▶ **GIVEN INSTRUCTION**
Every record here should be printed again exactly.

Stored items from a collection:
+++

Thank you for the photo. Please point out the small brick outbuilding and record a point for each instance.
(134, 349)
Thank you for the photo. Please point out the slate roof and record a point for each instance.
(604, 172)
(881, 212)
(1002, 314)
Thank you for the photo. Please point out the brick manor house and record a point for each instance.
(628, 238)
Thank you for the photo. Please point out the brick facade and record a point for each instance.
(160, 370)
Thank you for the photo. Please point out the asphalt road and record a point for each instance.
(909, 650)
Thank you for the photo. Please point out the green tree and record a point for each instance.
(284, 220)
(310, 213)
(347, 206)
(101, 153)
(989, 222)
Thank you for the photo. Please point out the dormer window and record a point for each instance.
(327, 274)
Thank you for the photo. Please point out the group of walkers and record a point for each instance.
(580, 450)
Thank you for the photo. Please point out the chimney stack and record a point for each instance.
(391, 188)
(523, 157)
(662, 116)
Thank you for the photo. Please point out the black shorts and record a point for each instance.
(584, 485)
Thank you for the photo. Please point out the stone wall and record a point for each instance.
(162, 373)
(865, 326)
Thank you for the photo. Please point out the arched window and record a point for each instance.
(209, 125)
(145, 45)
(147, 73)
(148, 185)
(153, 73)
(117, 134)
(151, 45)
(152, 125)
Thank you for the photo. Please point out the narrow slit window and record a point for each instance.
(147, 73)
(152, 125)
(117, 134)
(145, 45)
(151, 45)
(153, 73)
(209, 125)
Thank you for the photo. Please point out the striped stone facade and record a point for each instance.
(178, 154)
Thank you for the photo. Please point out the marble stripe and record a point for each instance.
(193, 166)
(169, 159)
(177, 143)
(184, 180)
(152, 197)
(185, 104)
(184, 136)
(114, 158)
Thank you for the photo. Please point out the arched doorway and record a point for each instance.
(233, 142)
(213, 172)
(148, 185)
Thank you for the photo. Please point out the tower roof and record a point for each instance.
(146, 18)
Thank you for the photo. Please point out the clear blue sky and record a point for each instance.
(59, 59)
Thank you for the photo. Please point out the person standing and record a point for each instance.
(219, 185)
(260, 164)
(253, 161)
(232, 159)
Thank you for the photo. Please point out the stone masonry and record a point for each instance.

+++

▶ **REPLY TO THE EXERCISE**
Thank you for the photo. Please point out the small brick outbuilding and record a point for each instance.
(134, 349)
Thank you for the photo. Please point out the slate roof and record a point for each instance.
(604, 172)
(881, 212)
(1002, 314)
Thank you for the photo. Please point out the brick manor house and record a point for each instance.
(628, 238)
Thank you for the photo. Please point out the brick facade and record a point for each instance.
(160, 370)
Thank you for the photo. Please point out the asphalt road and record a point for each instance.
(909, 650)
Thank you for the photo. Please point out the green tree and record a point for each instance.
(284, 220)
(310, 213)
(347, 206)
(101, 153)
(989, 222)
Thank you for the photo. Please point out the dormer window and record a point for each instance.
(327, 274)
Thank you for the photo. Please point out the group of walkers and record a point for each instance.
(580, 450)
Thank you for the photo. Please point out the chimney stack and record a point for each instance.
(391, 188)
(523, 157)
(662, 116)
Thank you for the photo. Please point out the black shorts and record a point for each instance.
(584, 485)
Thank you for the photo. Please point out the stone wall and record a point for each instance.
(162, 373)
(865, 326)
Thank you for the photo. Please point out the arched window and record a point for each instance.
(209, 125)
(145, 45)
(147, 73)
(148, 185)
(153, 73)
(117, 134)
(151, 45)
(152, 125)
Thank you for the photo. Please point out the narrow slit window and record a point for each instance.
(147, 73)
(152, 125)
(117, 134)
(145, 45)
(151, 45)
(153, 73)
(209, 125)
Thank you for the photo. Please point out the striped stone facade and record a point for each instance.
(178, 154)
Thank you for the photo. Please point out the marble stripe and record a point for each instance.
(193, 166)
(169, 159)
(177, 143)
(184, 180)
(152, 197)
(185, 104)
(184, 136)
(114, 158)
Thank you for the photo. Please point out the arched doorway and record a point for each instance.
(233, 142)
(213, 172)
(148, 185)
Thank you for the photo. Please point out the tower roof and record a point for each instance.
(146, 18)
Thank you for the photo. Please point out the clear blue sky and record a point for each instance.
(59, 59)
Thank you for the photo. Please point out the person standing and record a point for each instance.
(219, 185)
(260, 164)
(253, 161)
(232, 159)
Thank you for the photo. Please point out the stone masonry and record a point for each instance.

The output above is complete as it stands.